▶ TASK:
Output all the data exactly. Pictures do not belong in the copy.
-- BEGIN --
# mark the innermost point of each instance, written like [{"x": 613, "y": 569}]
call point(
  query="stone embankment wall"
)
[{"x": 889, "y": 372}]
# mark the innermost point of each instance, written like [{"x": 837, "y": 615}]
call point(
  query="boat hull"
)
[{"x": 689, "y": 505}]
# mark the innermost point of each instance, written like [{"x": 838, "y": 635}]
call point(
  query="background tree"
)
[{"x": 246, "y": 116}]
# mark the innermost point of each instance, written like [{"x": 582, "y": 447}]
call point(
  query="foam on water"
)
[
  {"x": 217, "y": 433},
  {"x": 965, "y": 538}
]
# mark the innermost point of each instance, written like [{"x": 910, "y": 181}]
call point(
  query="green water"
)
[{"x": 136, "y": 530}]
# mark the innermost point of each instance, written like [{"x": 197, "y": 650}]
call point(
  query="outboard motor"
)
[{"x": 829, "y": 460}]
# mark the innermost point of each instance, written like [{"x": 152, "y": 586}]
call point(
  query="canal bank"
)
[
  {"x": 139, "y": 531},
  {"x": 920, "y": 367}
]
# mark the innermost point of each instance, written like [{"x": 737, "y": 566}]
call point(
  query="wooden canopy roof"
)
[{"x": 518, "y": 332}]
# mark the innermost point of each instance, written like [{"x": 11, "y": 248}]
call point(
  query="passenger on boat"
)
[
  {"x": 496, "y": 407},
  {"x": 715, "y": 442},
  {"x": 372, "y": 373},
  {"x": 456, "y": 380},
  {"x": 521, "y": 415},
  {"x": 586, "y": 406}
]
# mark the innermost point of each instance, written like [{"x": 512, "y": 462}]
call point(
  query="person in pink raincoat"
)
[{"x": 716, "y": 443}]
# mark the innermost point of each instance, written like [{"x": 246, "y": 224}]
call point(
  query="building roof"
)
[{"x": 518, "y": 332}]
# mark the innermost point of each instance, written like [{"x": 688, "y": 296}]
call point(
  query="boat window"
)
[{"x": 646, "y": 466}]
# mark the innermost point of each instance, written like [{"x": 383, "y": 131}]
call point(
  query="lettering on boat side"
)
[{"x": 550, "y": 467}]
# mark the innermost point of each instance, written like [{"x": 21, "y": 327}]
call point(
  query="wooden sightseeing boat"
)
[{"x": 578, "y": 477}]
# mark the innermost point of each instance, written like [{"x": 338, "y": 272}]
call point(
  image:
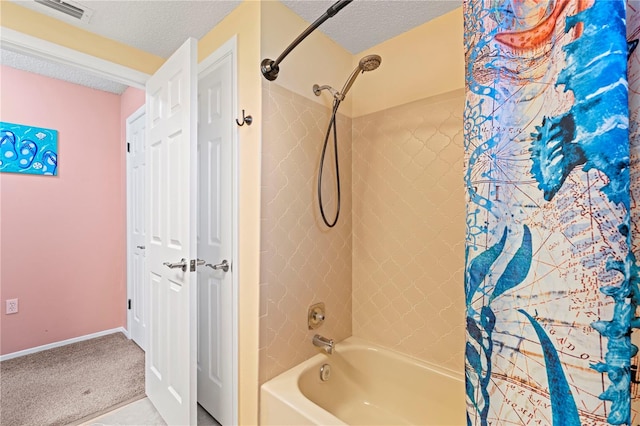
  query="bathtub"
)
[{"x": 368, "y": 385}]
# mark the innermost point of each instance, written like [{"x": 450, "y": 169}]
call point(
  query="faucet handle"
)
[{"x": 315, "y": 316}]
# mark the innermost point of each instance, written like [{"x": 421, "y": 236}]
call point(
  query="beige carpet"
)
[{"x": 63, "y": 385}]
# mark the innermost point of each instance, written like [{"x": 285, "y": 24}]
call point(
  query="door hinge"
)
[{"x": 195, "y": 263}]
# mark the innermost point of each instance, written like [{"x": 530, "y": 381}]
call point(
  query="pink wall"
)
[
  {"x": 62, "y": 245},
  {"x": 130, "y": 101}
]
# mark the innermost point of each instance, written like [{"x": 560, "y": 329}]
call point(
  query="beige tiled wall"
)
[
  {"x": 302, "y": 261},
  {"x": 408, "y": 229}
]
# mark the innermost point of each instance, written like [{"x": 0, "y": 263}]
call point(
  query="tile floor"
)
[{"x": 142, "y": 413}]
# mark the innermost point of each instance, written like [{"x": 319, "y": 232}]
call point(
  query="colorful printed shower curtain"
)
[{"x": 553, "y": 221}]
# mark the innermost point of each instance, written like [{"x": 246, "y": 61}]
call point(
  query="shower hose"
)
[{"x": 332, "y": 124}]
-- END --
▶ THE RESULT:
# mark the innermost point of each instance, written like [{"x": 613, "y": 569}]
call point(
  query="stone embankment wall"
)
[{"x": 889, "y": 372}]
# mark the innermost point of each instance, written like [{"x": 837, "y": 615}]
call point(
  query="boat hull"
)
[{"x": 689, "y": 505}]
# mark the innermost point of each instance, written like [{"x": 838, "y": 635}]
call point(
  query="background tree"
)
[{"x": 246, "y": 116}]
# mark the innermost point of each instance, written like [{"x": 582, "y": 447}]
call point(
  query="foam on water"
)
[
  {"x": 217, "y": 433},
  {"x": 965, "y": 538}
]
# mark the innermost point of each instance, written like [{"x": 910, "y": 181}]
call point(
  query="green water"
)
[{"x": 136, "y": 530}]
# mark the innermost point of each instance, written like [{"x": 197, "y": 650}]
call point(
  query="outboard motor"
)
[{"x": 829, "y": 460}]
# mark the innermost point of each instance, written like [{"x": 152, "y": 586}]
call point(
  query="canal bank"
)
[
  {"x": 139, "y": 531},
  {"x": 920, "y": 367}
]
# mark the innermost point of each instance, written like [{"x": 737, "y": 566}]
call point(
  query="wooden canopy roof"
)
[{"x": 518, "y": 332}]
# mark the innermost point of each instance, written like [{"x": 11, "y": 248}]
call point(
  query="passenger on boat"
)
[
  {"x": 496, "y": 407},
  {"x": 715, "y": 442},
  {"x": 372, "y": 373},
  {"x": 456, "y": 380},
  {"x": 521, "y": 415},
  {"x": 586, "y": 406}
]
# mark the innermost point of each instance, written like [{"x": 512, "y": 462}]
call point(
  query="person in pink raincoat"
)
[{"x": 716, "y": 443}]
# mark the innermost point of each instance, written like [{"x": 246, "y": 224}]
call point(
  query="building roof"
)
[{"x": 518, "y": 332}]
# mark the innermost point of each instance, written like [{"x": 688, "y": 296}]
call point(
  query="boat window"
)
[{"x": 646, "y": 466}]
# mark the innermost point of each instance, written like [{"x": 383, "y": 131}]
call point(
  query="lettering on boat side"
)
[{"x": 550, "y": 467}]
# mark the innermost point of each instance, written like [{"x": 21, "y": 327}]
call point(
  query="wooden sightseeing boat"
)
[{"x": 578, "y": 477}]
# mark the innermost point of each instance, written like [{"x": 338, "y": 272}]
call point(
  image:
  query="bathtub"
)
[{"x": 368, "y": 385}]
# mark the innermost point of each instance, written like [{"x": 450, "y": 169}]
call point(
  query="faucet handle"
)
[{"x": 315, "y": 316}]
# mark the innermost point of each instance, written like [{"x": 421, "y": 236}]
call point(
  query="beige carpet"
)
[{"x": 63, "y": 385}]
# mark the innermost point of each instance, written like [{"x": 285, "y": 24}]
call point(
  query="door hinge"
)
[{"x": 195, "y": 263}]
# mark the innermost point of each instance, written like [{"x": 530, "y": 381}]
call point(
  query="pink wall"
)
[
  {"x": 62, "y": 245},
  {"x": 130, "y": 101}
]
# mark the innermost point of each instance, written like [{"x": 560, "y": 329}]
call point(
  query="beige tiled wall"
)
[
  {"x": 302, "y": 261},
  {"x": 408, "y": 229}
]
# mark the innermost point of each instance, written like [{"x": 0, "y": 263}]
call point(
  query="tile floor"
)
[{"x": 142, "y": 413}]
# mark the innermost point of each instance, written like [{"x": 319, "y": 232}]
call point(
  query="colorful printed shower curtain"
)
[{"x": 553, "y": 221}]
# mark the innermost point of each instance, written like [{"x": 246, "y": 61}]
call point(
  query="shower hose"
)
[{"x": 332, "y": 124}]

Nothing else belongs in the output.